## Start Provided information

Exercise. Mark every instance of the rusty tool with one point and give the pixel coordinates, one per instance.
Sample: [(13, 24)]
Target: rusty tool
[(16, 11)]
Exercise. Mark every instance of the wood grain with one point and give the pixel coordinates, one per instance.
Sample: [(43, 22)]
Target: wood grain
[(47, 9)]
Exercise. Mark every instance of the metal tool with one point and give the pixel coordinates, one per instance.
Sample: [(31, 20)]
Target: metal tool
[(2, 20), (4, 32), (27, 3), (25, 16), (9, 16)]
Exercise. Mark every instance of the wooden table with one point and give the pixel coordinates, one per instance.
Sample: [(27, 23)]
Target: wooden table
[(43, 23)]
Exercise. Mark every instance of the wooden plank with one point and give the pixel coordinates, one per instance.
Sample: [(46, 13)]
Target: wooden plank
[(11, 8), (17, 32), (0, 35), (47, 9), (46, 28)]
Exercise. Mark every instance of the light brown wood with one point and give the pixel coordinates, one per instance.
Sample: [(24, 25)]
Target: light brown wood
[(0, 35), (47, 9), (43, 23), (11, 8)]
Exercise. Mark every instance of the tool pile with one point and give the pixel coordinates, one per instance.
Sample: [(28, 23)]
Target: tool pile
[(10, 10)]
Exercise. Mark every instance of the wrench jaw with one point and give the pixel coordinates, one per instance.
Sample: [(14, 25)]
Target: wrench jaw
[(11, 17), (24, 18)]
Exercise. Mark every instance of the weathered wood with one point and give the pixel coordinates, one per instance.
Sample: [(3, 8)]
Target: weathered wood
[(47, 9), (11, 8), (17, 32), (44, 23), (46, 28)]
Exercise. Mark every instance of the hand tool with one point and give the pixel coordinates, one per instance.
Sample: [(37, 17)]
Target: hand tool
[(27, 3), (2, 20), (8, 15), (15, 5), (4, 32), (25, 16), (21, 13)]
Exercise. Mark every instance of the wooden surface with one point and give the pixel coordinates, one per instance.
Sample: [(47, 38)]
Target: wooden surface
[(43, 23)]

## End Provided information

Given instruction
Please update the lines running from the one holding "Exercise. Mark every instance of the hand" through the end of the material, both ends included, so that "wooden surface" becomes "timber surface" and nothing else changes. Return only those lines.

Task output
Exercise. Mark every instance of the hand tool with one point and give the pixel coordinates, one per instance.
Sample: [(37, 17)]
Target: hand tool
[(27, 3), (2, 20), (8, 15), (15, 5), (4, 32), (25, 16), (21, 13)]
Exercise. Mark every instance of the timber surface with one point and give the pixel coordinates, one per instance.
Sample: [(47, 38)]
Target: timber surface
[(43, 23)]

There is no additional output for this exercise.